§ Task instructions: Turn every line of the data below into a numbered list, omitting blank lines and leaving the pictures out.

§ Records of labeled points:
>>>

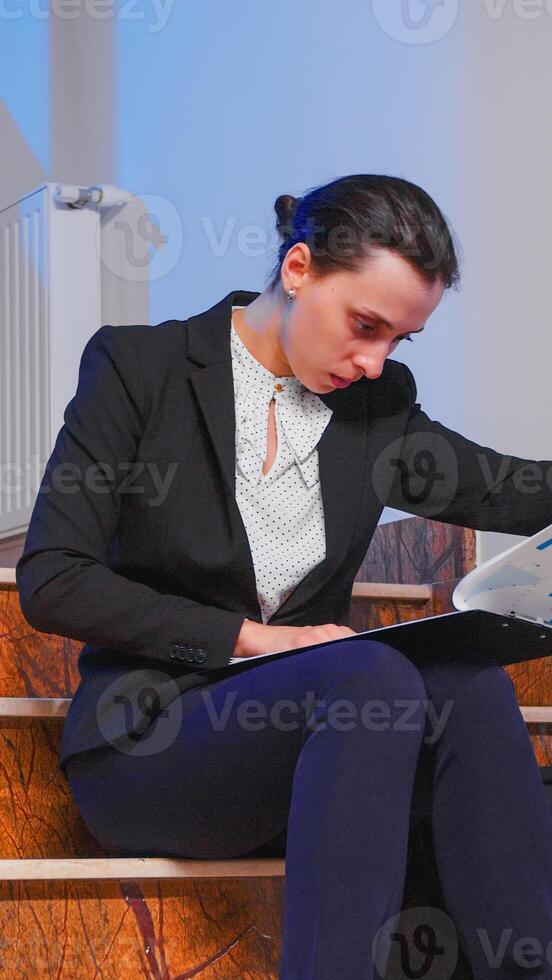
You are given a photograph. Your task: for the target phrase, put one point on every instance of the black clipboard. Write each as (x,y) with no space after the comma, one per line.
(467,636)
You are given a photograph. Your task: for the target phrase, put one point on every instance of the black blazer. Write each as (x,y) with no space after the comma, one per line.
(136,545)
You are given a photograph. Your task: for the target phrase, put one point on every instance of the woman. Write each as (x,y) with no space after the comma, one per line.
(263,438)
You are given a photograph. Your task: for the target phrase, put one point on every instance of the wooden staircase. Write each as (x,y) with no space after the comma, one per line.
(68,909)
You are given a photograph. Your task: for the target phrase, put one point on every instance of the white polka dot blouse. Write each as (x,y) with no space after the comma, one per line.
(282,511)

<<<

§ Response to this exercise:
1. You are given a photograph. Your task: for the target phrase, put one point on every instance of the black clipboard. Write each as (x,y) with no space after the comma, one per line.
2. (467,636)
3. You are given a photograph. Your task: for the target phrase, put one point on every instance of the black blazer. Write each as (x,y) with no space after the comma, one per line.
4. (136,545)
5. You are given a photograph. Your task: for the target phrase, put one point on every instance of the woman. Write each as (x,y) with no space after the comma, one per line.
6. (263,438)
7. You are given a photograph. Your task: for the target phrase, put one point on every instance of the wooden staircase. Write each as (x,y) with no space after the comma, one per line.
8. (68,909)
9. You are given a photograph. Your task: for the target phrase, put one point on every instance of the white polka dot blouse. Write each as (x,y) with no space after the comma, one per line.
10. (282,511)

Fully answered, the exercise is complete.